### HOW TO COMPLETE THIS TASK
Exclude the pictures, then copy all remaining records exactly.

'''

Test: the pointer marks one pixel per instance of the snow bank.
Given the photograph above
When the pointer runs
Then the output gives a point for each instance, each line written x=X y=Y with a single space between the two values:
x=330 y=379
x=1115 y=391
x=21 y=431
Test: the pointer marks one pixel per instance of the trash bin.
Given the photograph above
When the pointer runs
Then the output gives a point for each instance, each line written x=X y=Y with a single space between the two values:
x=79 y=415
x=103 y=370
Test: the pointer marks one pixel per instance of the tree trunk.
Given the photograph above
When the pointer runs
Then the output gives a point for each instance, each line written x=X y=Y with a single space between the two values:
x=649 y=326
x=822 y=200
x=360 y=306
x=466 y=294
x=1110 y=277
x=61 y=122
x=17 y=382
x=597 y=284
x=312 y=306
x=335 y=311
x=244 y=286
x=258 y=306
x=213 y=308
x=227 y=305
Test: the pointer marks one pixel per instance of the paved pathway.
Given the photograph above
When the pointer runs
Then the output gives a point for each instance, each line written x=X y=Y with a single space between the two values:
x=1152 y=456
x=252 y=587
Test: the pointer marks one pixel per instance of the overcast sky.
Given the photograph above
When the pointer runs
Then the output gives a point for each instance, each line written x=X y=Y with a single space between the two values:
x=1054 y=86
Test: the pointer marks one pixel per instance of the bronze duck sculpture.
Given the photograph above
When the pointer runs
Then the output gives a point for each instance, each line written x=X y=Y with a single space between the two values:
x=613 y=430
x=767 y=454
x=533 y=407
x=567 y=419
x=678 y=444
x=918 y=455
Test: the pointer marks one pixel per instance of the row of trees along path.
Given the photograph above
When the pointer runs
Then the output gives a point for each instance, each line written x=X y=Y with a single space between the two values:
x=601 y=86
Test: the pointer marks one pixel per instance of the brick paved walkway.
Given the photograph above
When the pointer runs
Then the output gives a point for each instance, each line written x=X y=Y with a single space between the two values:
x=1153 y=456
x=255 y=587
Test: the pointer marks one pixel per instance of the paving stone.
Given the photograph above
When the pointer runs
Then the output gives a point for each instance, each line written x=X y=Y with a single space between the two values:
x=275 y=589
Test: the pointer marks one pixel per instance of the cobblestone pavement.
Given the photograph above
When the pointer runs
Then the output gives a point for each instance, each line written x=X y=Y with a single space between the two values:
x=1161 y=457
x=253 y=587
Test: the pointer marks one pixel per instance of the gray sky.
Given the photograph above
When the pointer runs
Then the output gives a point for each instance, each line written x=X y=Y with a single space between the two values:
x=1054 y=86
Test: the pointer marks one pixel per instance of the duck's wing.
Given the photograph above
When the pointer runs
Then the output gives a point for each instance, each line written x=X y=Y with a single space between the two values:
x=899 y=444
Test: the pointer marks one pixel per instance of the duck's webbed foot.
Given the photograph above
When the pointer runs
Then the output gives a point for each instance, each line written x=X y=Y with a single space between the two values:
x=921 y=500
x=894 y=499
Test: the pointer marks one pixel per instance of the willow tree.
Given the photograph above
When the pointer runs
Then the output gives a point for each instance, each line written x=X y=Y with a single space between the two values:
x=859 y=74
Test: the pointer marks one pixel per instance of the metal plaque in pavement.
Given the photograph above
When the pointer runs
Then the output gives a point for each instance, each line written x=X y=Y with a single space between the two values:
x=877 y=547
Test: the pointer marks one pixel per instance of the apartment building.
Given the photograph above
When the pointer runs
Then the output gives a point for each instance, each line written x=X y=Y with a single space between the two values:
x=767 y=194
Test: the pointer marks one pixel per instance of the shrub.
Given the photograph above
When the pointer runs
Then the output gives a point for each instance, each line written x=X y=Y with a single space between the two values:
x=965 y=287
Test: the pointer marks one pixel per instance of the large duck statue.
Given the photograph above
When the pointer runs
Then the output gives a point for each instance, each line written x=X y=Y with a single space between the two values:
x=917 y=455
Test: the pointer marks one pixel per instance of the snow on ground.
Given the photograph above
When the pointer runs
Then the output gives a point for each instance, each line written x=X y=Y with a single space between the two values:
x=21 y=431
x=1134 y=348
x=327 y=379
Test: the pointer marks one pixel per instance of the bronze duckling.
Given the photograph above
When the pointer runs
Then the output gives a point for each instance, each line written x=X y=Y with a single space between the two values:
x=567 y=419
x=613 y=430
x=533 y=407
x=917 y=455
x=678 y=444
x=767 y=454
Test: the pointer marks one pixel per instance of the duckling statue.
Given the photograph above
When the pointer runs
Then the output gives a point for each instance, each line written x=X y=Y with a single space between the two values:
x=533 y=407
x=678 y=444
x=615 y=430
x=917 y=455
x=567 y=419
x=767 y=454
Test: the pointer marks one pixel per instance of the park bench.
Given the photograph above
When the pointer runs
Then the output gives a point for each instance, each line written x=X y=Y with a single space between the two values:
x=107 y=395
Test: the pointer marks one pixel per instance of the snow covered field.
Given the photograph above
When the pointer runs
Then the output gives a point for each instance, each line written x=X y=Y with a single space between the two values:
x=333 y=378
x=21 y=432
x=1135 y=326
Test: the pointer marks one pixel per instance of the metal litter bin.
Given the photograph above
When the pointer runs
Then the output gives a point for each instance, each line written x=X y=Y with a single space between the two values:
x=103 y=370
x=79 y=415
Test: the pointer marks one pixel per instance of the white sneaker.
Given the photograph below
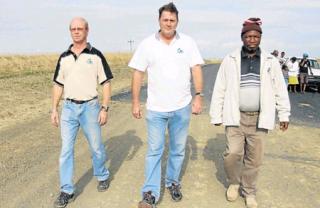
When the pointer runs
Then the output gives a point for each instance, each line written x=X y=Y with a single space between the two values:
x=233 y=192
x=251 y=202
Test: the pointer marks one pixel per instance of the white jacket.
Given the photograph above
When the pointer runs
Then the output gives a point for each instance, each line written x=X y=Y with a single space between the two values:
x=224 y=106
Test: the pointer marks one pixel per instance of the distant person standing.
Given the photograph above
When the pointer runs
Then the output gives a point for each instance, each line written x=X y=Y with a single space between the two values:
x=275 y=53
x=293 y=67
x=303 y=72
x=283 y=63
x=76 y=76
x=248 y=90
x=167 y=56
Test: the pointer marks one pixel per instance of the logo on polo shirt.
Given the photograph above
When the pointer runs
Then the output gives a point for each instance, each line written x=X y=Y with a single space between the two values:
x=89 y=61
x=179 y=50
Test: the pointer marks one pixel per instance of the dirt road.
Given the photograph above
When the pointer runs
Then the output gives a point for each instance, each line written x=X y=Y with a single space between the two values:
x=29 y=166
x=30 y=147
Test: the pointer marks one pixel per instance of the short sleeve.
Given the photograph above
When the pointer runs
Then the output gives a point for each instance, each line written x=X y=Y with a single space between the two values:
x=195 y=55
x=58 y=77
x=104 y=71
x=139 y=61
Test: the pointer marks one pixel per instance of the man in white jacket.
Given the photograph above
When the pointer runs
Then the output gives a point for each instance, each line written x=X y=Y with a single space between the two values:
x=248 y=90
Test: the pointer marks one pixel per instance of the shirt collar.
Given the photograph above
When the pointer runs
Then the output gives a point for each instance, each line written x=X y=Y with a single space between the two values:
x=245 y=54
x=176 y=36
x=87 y=48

'''

### EXERCISE RESPONSE
Test: the pointer marks one pixel per instance of the snow bank.
Given the photograph above
When the pointer runs
Then the output gives a point for each instance, each line written x=X y=Y with a single space between the two values:
x=330 y=379
x=1115 y=391
x=21 y=431
Test: the pointer marks one pixel per instance of the trash bin.
Given the photograph above
When the pointer runs
Then the output gives a point for each instance, each line written x=X y=Y with a single space between the two values:
x=79 y=415
x=103 y=370
Test: the pointer marks one pixel per instance of the tree trunk.
Given the photograph above
When the pointer runs
Then the output gives a point for each instance, each line written x=X y=Y with a single space between the two values:
x=649 y=326
x=822 y=200
x=360 y=306
x=466 y=294
x=1110 y=277
x=61 y=122
x=17 y=382
x=597 y=284
x=312 y=306
x=335 y=311
x=244 y=286
x=258 y=306
x=213 y=308
x=227 y=305
Test: the pointer marks one pixel per instance of the paved pathway.
Given the photograph above
When the pointer runs
Then the output gives a point for each instance, each line written x=X y=Y with a single space between the two values:
x=1152 y=456
x=252 y=587
Test: the pointer marks one pixel per instance of the overcast sky.
Given the photograph above
When the pointer runs
Then the output gives a point for each instance, each line written x=X y=Y with a single space between the two values:
x=1054 y=86
Test: the pointer marks one pixel per instance of the bronze duck sculpture.
Given the photograph above
When the pointer runs
Then the output gives a point for each instance, each line written x=X y=Y with a single space between the two values:
x=613 y=430
x=767 y=454
x=533 y=407
x=567 y=419
x=678 y=444
x=918 y=455
Test: the pointer marks one pixel per instance of the row of trees along path.
Given the photograph above
When the pointer runs
Then the output gives a point for each instance, each line written x=X y=Y with a single space between the two values:
x=601 y=86
Test: the pointer marks one pixel per instance of the brick paved walkway.
Given the photograph above
When the pointer runs
Then the output gives a point for each instance, each line written x=X y=Y with a single space between the two values:
x=1153 y=456
x=255 y=587
Test: the pointer marks one pixel per instance of the paving stone.
Given the photograph above
When the pointer runs
Then the output gives a point for each instance, each line written x=X y=Y with a single space between the two values:
x=275 y=589
Test: the pointer marks one pixel per instance of the cobblestone pavement.
Given the photograph above
When the pointer runs
Then the output gives a point for each instance, each line written x=X y=Y with a single space between the two values:
x=1161 y=457
x=253 y=587
Test: the pointer marks one pixel per instance of the gray sky.
Given the photograph above
When the pointer runs
Then the output gives a point for each instance, each line written x=X y=Y with a single space between the two values:
x=1054 y=86
Test: the pointer marks one pixel per instance of the duck's wing.
Given the photograph above
When the pointer runs
Then the output gives a point for each instance, each line written x=X y=Y with a single space between the two values:
x=899 y=444
Test: the pointer marks one pixel per instance of the duck's webbed foot.
Given the photograph above
When the pointer runs
Then the output gives a point for each instance, each line written x=X y=Y with a single space between the two values:
x=921 y=500
x=894 y=499
Test: the pointer marks one pixel per instance of the willow tree.
Given the photograph above
When the pointer runs
Then the output gives a point for each instance, each line written x=X y=Y with a single space between the two values:
x=859 y=74
Test: the pointer marks one pixel per instance of the metal plaque in pavement.
Given the photograph above
When the pointer runs
Then the output gives a point for each instance, each line written x=X y=Y with a single space between the two values:
x=877 y=547
Test: the pointer marks one pixel per instance of the apartment building.
Given the photograph above
When the pointer runs
Then the output gives a point for each instance, each line written x=X y=Y with a single space between the two values:
x=767 y=194
Test: the pointer marks one pixel per instance of the shrub.
Given the photograph above
When the pointer runs
Then the output gives a point for each instance, each line written x=X y=Y with a single space between the two values:
x=965 y=287
Test: the pointer marks one pixel per instance of the large duck statue.
Given the photograph above
When the pointer runs
Then the output gives a point for each instance, each line written x=X y=Y with a single space between the two values:
x=917 y=455
Test: the pointer marks one pixel per instance of the snow on ground.
Given the photograph above
When the pointer runs
Then the output gives a point for each instance, each line written x=X y=Y with a single space between the two values:
x=21 y=431
x=1134 y=348
x=327 y=379
Test: the pointer marks one pixel per instance of the bronze duckling.
Given the photograph above
When the pointer runs
Then the output gives a point for each instance, each line written x=X y=Y with a single space between the two values:
x=567 y=419
x=613 y=430
x=533 y=407
x=917 y=455
x=678 y=444
x=767 y=454
Test: the pointer marks one pixel per instance of the duckling statue.
Given the photograph above
When the pointer runs
Then the output gives a point for each instance, each line written x=X y=Y with a single space between the two values:
x=533 y=407
x=678 y=444
x=615 y=430
x=917 y=455
x=567 y=419
x=767 y=454
Test: the pointer marks one pixel per instance of the park bench.
Given the photograph above
When the pointer runs
Then the output gives a point for each instance, each line written x=X y=Y with a single space between the two values:
x=107 y=395
Test: the pointer marks one pixel per instance of the snow covered field.
Given the photograph above
When the pointer runs
Then the output gives a point for each instance, each line written x=X y=Y with a single space between the two values:
x=333 y=378
x=21 y=432
x=1135 y=326
Test: the pointer marks one pixel per instance of the metal litter bin.
Given the photograph above
When the pointer runs
Then the output gives a point for each instance, each line written x=X y=Y with a single space between the two values:
x=103 y=370
x=79 y=415
Test: the pointer marks one pixel per instance of the white sneaker.
Given the photograph below
When the pointer runs
Then the output gives a point for each instance, each line written x=X y=Y with a single space between the two values:
x=233 y=192
x=251 y=202
Test: the pointer marks one pixel per instance of the white jacket.
Given the photograph above
When the pointer runs
Then the output gives a point for each instance, each line written x=X y=Y with a single space between the two values:
x=224 y=106
Test: the pointer marks one pixel per instance of the distant person standing.
Given the photograph above
When the pointer runs
Then the output gives a point for each instance, each line written x=X y=Y with a single space between the two values:
x=275 y=53
x=293 y=67
x=303 y=72
x=283 y=63
x=76 y=76
x=248 y=90
x=167 y=56
Test: the pointer marks one pixel per instance of the logo on polo shirt.
Given the photograph above
When the pointer runs
Then the output gives a point for each instance, each line written x=X y=Y with a single space between the two values:
x=89 y=61
x=179 y=50
Test: the pointer marks one pixel per instance of the dirt road.
Given the photograph above
When the pointer runs
Then the output gives a point for each instance, each line written x=X y=Y with a single space between the two values:
x=29 y=166
x=30 y=147
Test: the pointer marks one pixel per instance of the short sleeve.
Given the photograph above
When the pointer runs
Then the output gives a point for each instance, each line written x=X y=Y with a single space between the two values:
x=195 y=55
x=58 y=77
x=104 y=71
x=139 y=61
Test: the pointer marks one pixel per instance of the man in white jacket.
Given the photograph above
When the pointer runs
Then the output gives a point for each instance, each line written x=X y=Y with a single space between the two values:
x=248 y=90
Test: the pointer marks one pixel per instance of the shirt collar.
Given the photograph above
When the pointer runs
Then the output gives a point for each instance, each line written x=X y=Y with a single space between the two values:
x=245 y=54
x=176 y=36
x=87 y=48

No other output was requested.